[Begin Document segment]

This data is a *subset* of the full CPS survey and contains only data on **employed respondents working at least 35 hours a week (e.g., full-time).**


5. How many rows does this matrix have?

6. The five columns of this matrix correspond to:
    - Column 1: Weekly income in dollars.
    - Column 2: Usual hours respondent works per week.
    - Column 3: Gender. 2 is "Female", 1 is "Male"
    - Column 4: Race. This can take on a lot of values for those who identify as mixed race, but for simplicity, in this exercise, we'll just focus on a few values. For those interested, the full set of codes can be found on page 19 of the [CPS codebook](https://data.nber.org/morg/docs/cpsx.pdf).
        - 1: White
        - 2: Black
        - 3: American Indian
        - 4: Asian only
        - 5: Hawaiian/Pacific Islander only
    - Column 5: Survey weights.

Note that race does not break out Hispanic / non-Hispanic identities. In US government surveys, Hispanic / non-Hispanic is usually recorded in a separate `ethnicity` variable, so many people who identify as Hispanic are identified as White or Black in the `race` variable.

For the moment, let's ignore survey weights—they don't impact results here significantly.

**What is the *average hourly wage* for all workers in this data (round it to one decimal place)?**

**Hint:** This will require more than just using `mean` on a single column!

In [4]:
import numpy as np

# Load the CPS data (assuming cps.txt is in the correct directory)
cps = np.loadtxt("cps.txt")

# 5. Number of rows in the matrix
num_rows = cps.shape[0]

# 6. Calculate the average hourly wage
weekly_income = cps[:, 0]
hours_per_week = cps[:, 1]

# Avoid division by zero just in case (though the dataset should be clean)
hourly_wage = weekly_income / hours_per_week
average_hourly_wage = np.mean(hourly_wage)

# Round the result to 1 decimal place
average_hourly_wage = round(average_hourly_wage, 1)

# Print results
print("Number of rows:", num_rows)
print("Average hourly wage:", average_hourly_wage)

Number of rows: 122603
Average hourly wage: 26.0


In [5]:
cps_df = pd.DataFrame(cps, columns=['income','hours','gender','race','weights'])

In [6]:
cps_df

Unnamed: 0,income,hours,gender,race,weights
0,903.00,40.0,2.0,2.0,7412.4116
1,400.00,40.0,2.0,2.0,16209.0217
2,1250.00,40.0,2.0,2.0,6954.1339
3,680.00,40.0,1.0,1.0,8259.6860
4,800.00,40.0,1.0,2.0,7364.9142
...,...,...,...,...,...
122598,1076.92,40.0,1.0,1.0,1336.3443
122599,1442.30,60.0,1.0,1.0,1346.0681
122600,680.00,40.0,2.0,1.0,1175.3249
122601,542.50,40.0,2.0,1.0,1152.5650


In [7]:
cps_df.gender.unique()

array([2., 1.])

In [8]:
cps_df.gender.unique()

array([2., 1.])

7. What is the average hourly wage of working men (rounded to one decimal place)? 

8. What is the average hourly wage of working women (rounded to one decimal place)?

[End Document segment]
[Begin Dataset entries]

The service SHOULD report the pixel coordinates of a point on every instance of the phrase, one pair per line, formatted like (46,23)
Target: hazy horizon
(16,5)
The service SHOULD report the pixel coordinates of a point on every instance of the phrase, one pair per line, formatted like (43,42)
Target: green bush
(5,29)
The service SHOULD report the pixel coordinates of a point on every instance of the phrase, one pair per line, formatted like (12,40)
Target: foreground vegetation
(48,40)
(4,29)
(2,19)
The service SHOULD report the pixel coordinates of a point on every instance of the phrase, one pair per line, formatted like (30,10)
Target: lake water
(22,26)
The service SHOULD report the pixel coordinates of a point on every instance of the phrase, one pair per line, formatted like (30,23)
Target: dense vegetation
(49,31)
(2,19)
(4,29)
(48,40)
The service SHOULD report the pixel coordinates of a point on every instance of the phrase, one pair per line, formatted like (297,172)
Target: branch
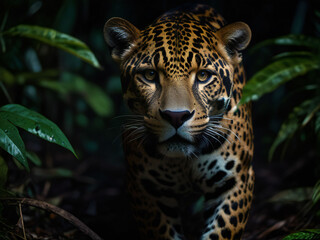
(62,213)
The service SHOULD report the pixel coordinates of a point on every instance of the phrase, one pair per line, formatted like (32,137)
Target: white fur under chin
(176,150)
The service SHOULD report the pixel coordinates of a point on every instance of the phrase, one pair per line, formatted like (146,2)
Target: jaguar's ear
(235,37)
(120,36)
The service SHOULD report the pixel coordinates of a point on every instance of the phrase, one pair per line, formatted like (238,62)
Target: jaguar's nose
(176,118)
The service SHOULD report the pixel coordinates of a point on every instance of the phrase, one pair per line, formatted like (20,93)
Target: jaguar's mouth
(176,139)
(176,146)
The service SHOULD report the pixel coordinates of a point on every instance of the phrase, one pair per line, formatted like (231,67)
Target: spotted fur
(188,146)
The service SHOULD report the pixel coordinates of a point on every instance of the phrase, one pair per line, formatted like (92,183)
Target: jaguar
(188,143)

[End Dataset entries]

Tasks for this exercise →
a – In the CPS wage exercise, what number of rows does the code print for the matrix?
b – According to the CPS wage exercise, why are many people who identify as Hispanic identified as White or Black in the `race` variable?
The listing has no connection to the CPS wage exercise.

Answers to the tasks →
a – 122603

b – The race variable does not break out Hispanic / non-Hispanic identities. In US government surveys, that distinction is usually recorded in a separate `ethnicity` variable.